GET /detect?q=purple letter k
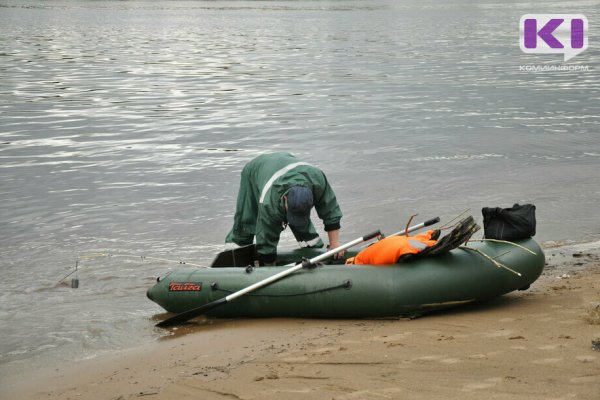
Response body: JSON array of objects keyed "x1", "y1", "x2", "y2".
[{"x1": 524, "y1": 18, "x2": 564, "y2": 49}]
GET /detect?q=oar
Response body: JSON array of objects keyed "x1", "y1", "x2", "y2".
[
  {"x1": 156, "y1": 230, "x2": 382, "y2": 328},
  {"x1": 388, "y1": 217, "x2": 440, "y2": 237}
]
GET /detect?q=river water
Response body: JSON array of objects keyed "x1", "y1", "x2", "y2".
[{"x1": 1, "y1": 0, "x2": 599, "y2": 380}]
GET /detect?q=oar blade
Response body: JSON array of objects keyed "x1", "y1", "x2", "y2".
[
  {"x1": 156, "y1": 297, "x2": 227, "y2": 328},
  {"x1": 210, "y1": 244, "x2": 257, "y2": 268}
]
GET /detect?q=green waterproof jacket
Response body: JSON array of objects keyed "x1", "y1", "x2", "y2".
[{"x1": 225, "y1": 152, "x2": 342, "y2": 262}]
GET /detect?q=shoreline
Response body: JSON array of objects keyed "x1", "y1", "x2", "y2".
[{"x1": 2, "y1": 243, "x2": 600, "y2": 400}]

◇ ◇ ◇

TASK PROMPT
Your answer should be an exact copy of the records above, with no pictures in it.

SOLVED PROBLEM
GET /detect?q=purple letter k
Response body: JSON array of objects keyed "x1", "y1", "x2", "y2".
[{"x1": 524, "y1": 18, "x2": 564, "y2": 49}]
GET /detect?q=oar
Response body: JSON array of objects keyed "x1", "y1", "x2", "y2".
[
  {"x1": 156, "y1": 230, "x2": 382, "y2": 328},
  {"x1": 388, "y1": 217, "x2": 440, "y2": 237}
]
GET /detect?q=river water
Response body: JSON array of objects keyed "x1", "y1", "x2", "y2".
[{"x1": 1, "y1": 0, "x2": 599, "y2": 380}]
GET /detect?q=oar blade
Response body: JSON array of objects keyed "x1", "y1", "x2", "y2".
[
  {"x1": 156, "y1": 297, "x2": 227, "y2": 328},
  {"x1": 210, "y1": 244, "x2": 257, "y2": 268}
]
GET /detect?q=green waterproof jacket
Response body: JSON array of objects keyed "x1", "y1", "x2", "y2".
[{"x1": 225, "y1": 152, "x2": 342, "y2": 262}]
GET /detect?q=shoreline
Response body: JSON array of objects keyed "x1", "y1", "x2", "y2".
[{"x1": 2, "y1": 243, "x2": 600, "y2": 400}]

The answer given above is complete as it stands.